◆ **CHECK YOUR UNDERSTANDING**
1. Rewrite the part of the post on reliable pub-sub starting at "Technical rants on" and ending at "like a database.", swapping "key-value pairs" for "name-value pairs".
2. Carry on the post comparing a data fabric with traditional messaging, picking up after its final sentence.

--- TEXT BLOCK ---

Technical rants on distributed computing, high performance data management, etc. You are warned! A lot will be shameless promotion for VMWare products

Monday, April 09, 2007

Reliable pub Sub is an integral part of a Data Fabric

Can the data fabric (or a distributed cache with strong reliability semantics in message distribution) be used as a replacement for traditional messaging? This is a question we frequently get asked and this has been a sweet spot for us at GemStone. Here is some rant on the rationale:

Instead of a distributed main memory based data management solution that merely manages key-value pairs, imagine a solution that can manage objects along with relationships. In other words, ensures data integrity through knowledge about the entire data model. Ahh! like a database.
Now, combine this attribute with the ability to distribute data (replicate, partition, whatever) to many nodes, reliably and provide notifications to subsribing applications. What you get is a ACTIVE, distributed data management system - a system that inherently provides reliable pub-sub along with key semantics of the traditional data management system. Applications simply update a database (objects and relationships), express interest through complex query expressions on the data model and get delivered notifications based on their interest.

In a traditional messaging solution:

  1. Publishing application has to explicitly construct messages, add header information for message identification and to allow subscribers to make sense of the message add enough contexual information. Often, this contextual information takes the form of identifiers (keys that point to the real data in some database).
  2. Most messaging solutions use hub-spoke mechanisms to queue, relay messages to subscribers. i.e. messages hop from application process to some server process managed by the messaging provider and then to the receiving application. Look at many practical applications and you will find that the cost of messaging is not necessarily in the network, but, rather in the CPU costs associated with (de)serialization and all the copying of byte[] that goes on each process space and in the kernel layers.

--- SUPPLIED MATERIAL ---

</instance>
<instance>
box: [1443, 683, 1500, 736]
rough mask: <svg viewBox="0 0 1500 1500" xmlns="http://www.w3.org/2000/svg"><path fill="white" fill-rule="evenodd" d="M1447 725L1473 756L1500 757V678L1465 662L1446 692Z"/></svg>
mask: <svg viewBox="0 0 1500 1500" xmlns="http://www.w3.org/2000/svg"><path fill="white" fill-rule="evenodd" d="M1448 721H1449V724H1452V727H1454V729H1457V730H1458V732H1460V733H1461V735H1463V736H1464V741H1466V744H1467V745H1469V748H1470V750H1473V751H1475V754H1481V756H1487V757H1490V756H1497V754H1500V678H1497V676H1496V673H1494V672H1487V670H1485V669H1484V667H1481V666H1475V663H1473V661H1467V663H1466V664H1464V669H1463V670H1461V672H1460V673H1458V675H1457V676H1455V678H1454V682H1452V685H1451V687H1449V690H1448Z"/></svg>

---

◆ **TASK-BY-TASK RESULTS**
1.
Technical rants on distributed computing, high performance data management, etc. You are warned! A lot will be shameless promotion for VMWare products

Monday, April 09, 2007

Reliable pub Sub is an integral part of a Data Fabric

Can the data fabric (or a distributed cache with strong reliability semantics in message distribution) be used as a replacement for traditional messaging? This is a question we frequently get asked and this has been a sweet spot for us at GemStone. Here is some rant on the rationale:

Instead of a distributed main memory based data management solution that merely manages name-value pairs, imagine a solution that can manage objects along with relationships. In other words, ensures data integrity through knowledge about the entire data model. Ahh! like a database.

2.
  3. Receiving application again has to do the reverse - parse headers, deserialize message body and then make sense of the message. To make any decision, often the application has to look up related data from other enterprise repositories such as a relational database, often slowing down the rate at which the entire flow can operate to the slowest link - often the relational database query.
Now, with a data fabric, all applications are sharing a single data model and express interest on the data model through simple, intuitive queries. The underlying fabric is constantly detecting what and how data and relationships are changing and simply sends notifications of the changes to the consuming application.

Note the following advantages with a data fabric:

  1. Application processes are connected to each other in a p2p fashion with direct connections between each. This allows the fabric to avoid unnecessary network hops, dramatically reducing latency and CPU costs associated with message transfer.
  2. As the data is typically held in multiple locations and often replicated to the process space of the consuming application, the publisher doesn't have to send obese messages - applications merely change the data fabric and underneath the hood the right "delta" event gets propagated to the consuming applications.
  3. The receiving application when notified can take immediate business decisions as the contextual information they need is cached right there.

More later ....